SELECTED PASSAGE:
==================================================
Let the bike work quite good, not to much, but also not to lazy.
Not to many revs, I think till max 4500/5000 rpm the firts few hundret mls. After that till max 6000/6500 1000mls.
After that build up towards your 8000 revs.
Watch out for the police, they will want your driverslicense if you do 8000 rpm at every road... :mrgreen:

More important, use the best oil there is on the market!!
Your valve train is heavy loaded and needs very good lubrication.
If there is a "weak" point in our 8V engines, it's the valve train...
My opinion, the best full synthetic oil according with the factory specifications.
But let our very good specialists we have here (Pete...) write about that.

Have fun.
Ad B
 
Ad B is correct. You do want to get high compression pressure early on to force out the rings, but you don't get high pressure at high RPM. In the RPM range Ad B recommends do some throttle openings to increase load on the engine. Vary the RPM and load on each ride. Since you have the 8 valve, fully synthetic 10W60 is the way to go, even from new. Because of using synthetic, it is more critical to get the rings to seat early with good compression/load forces.
==================================================
WHAT YOU WILL DO:
A. Extract everything in the break-in advice from "Let the bike" down to "very good lubrication.".
B. Continue the break-in advice from the point after its final sentence.
These lines were drawn from a separate source, unrelated to the break-in advice.

Saved entries:
==================================================
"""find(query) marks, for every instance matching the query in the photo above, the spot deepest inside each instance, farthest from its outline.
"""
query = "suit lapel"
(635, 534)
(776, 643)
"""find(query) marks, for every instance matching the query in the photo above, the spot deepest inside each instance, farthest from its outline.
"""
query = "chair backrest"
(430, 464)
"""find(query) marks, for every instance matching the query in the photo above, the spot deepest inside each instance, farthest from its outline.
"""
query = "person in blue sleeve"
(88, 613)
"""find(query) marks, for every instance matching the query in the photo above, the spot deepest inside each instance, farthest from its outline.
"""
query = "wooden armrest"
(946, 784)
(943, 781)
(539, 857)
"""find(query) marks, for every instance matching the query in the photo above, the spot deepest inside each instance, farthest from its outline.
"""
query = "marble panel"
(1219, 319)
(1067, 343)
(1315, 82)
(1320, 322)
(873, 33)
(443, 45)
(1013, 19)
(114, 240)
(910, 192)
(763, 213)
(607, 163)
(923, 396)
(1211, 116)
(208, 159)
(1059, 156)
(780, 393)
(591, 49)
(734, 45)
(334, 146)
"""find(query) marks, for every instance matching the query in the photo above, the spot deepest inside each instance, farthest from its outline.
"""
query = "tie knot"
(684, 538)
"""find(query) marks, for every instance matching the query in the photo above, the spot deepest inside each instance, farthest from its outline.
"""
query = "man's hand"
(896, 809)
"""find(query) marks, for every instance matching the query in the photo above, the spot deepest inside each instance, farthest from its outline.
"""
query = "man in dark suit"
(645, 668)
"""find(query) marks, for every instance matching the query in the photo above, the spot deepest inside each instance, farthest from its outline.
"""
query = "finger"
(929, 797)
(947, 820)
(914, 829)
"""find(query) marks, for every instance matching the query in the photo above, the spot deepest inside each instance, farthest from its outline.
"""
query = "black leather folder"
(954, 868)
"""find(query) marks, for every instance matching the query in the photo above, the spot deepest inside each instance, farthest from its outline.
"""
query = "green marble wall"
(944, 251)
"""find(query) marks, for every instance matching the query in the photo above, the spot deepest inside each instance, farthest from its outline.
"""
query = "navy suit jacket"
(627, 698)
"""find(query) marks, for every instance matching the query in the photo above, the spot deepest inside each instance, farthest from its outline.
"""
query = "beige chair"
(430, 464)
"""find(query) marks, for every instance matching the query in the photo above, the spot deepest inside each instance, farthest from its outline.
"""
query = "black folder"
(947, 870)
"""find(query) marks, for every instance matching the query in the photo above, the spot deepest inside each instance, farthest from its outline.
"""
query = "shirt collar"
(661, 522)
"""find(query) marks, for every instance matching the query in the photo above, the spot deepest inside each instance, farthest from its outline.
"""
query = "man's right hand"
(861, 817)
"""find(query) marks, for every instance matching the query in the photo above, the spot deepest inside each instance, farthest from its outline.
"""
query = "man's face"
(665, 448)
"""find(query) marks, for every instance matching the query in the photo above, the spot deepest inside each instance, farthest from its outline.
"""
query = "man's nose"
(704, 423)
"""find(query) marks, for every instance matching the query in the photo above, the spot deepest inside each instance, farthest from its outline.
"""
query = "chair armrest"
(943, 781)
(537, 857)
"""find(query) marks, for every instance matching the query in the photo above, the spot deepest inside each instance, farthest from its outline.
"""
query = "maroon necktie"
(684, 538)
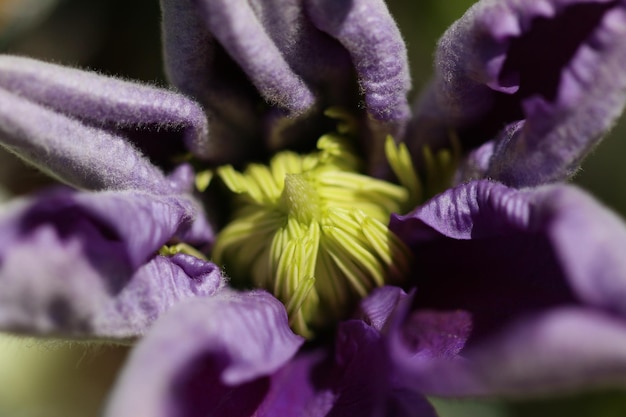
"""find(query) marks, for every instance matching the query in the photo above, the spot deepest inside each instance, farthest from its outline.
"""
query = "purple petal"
(77, 126)
(379, 55)
(519, 263)
(234, 55)
(378, 307)
(84, 265)
(564, 348)
(356, 381)
(235, 24)
(219, 350)
(555, 66)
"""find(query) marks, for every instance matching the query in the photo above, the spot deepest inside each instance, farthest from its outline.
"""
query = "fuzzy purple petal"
(550, 69)
(220, 351)
(367, 30)
(84, 264)
(80, 126)
(266, 70)
(536, 276)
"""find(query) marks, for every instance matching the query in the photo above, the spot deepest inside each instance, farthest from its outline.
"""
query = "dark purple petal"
(220, 352)
(540, 274)
(377, 308)
(556, 66)
(356, 381)
(78, 126)
(75, 263)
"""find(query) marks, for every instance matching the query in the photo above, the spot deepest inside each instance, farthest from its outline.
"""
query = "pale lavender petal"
(236, 26)
(369, 33)
(84, 264)
(377, 308)
(220, 351)
(78, 126)
(539, 272)
(554, 65)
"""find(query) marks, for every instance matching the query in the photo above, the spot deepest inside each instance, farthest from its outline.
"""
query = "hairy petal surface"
(549, 71)
(220, 353)
(298, 57)
(545, 304)
(79, 126)
(368, 32)
(84, 264)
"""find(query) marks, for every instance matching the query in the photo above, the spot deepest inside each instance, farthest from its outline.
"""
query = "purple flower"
(512, 290)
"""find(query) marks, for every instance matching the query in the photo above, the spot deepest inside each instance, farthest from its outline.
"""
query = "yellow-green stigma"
(312, 230)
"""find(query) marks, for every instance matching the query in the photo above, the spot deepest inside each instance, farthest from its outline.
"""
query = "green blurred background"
(122, 38)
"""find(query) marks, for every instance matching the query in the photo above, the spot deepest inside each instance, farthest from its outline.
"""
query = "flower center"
(313, 230)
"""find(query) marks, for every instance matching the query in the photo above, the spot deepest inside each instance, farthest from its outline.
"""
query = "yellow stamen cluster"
(313, 230)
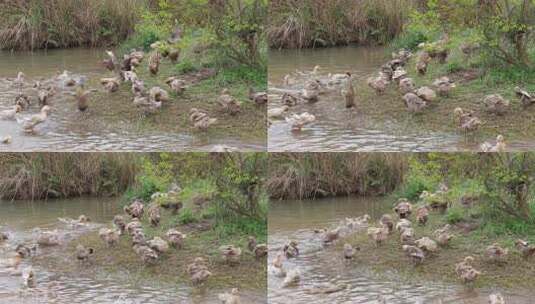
==================================================
ANSWERS BY TASK:
A.
Let the bike work quite good, not to much, but also not to lazy.
Not to many revs, I think till max 4500/5000 rpm the firts few hundret mls. After that till max 6000/6500 1000mls.
After that build up towards your 8000 revs.
Watch out for the police, they will want your driverslicense if you do 8000 rpm at every road... :mrgreen:

More important, use the best oil there is on the market!!
Your valve train is heavy loaded and needs very good lubrication.

B.
To help seat the rings, accelerate moderately and decelerate moderately. Try not to run consistantly at one RPM, load and unload the rings. Don't change out the break in oil too early either. If the factory say 900 or 600 miles before the first service follow their recommendations but don't make your self crazy if you change the oil a bit late or early. At first change use the oil recommended by the manufacturer.
Don't drone along at 60 mph all day, you want to accelerate and decelerate, don't drop two gears and dump the clutch. That would over rev the engine. Try and stay under 5500 or 6000 rpms, whatever was recommended in your owner's book.

That's how I break my engine in. I've heard some guys do what MotoMan suggests. It's important to load and unload the rings. Do that and the engine will run well.

Vivo
 
8VSE O-Ren Ishii said:
Hey all,

Not having that much experience with motorcycle engine break-ins, I wonder if anyone might be willing to take a minute or three and give me some feedback on what they think about the information & recommendations for that process on this page. I do not have access to a dyno for the break-in, nor will I be on a track so much of the info can be overlooked. I have about 550 kilometers on the bike so far so I figure I am still in the early to mid stage of the process? It all sounds pretty logical to me but I really do not know enough about modern engines to have a good opinion on this.

http://www.mototuneusa.com/break_in_secrets.htm

I was also interested in the use of non-synthetic oil since that is what the bike came loaded with and the initial oil change after about 20 miles which is obviously long past but...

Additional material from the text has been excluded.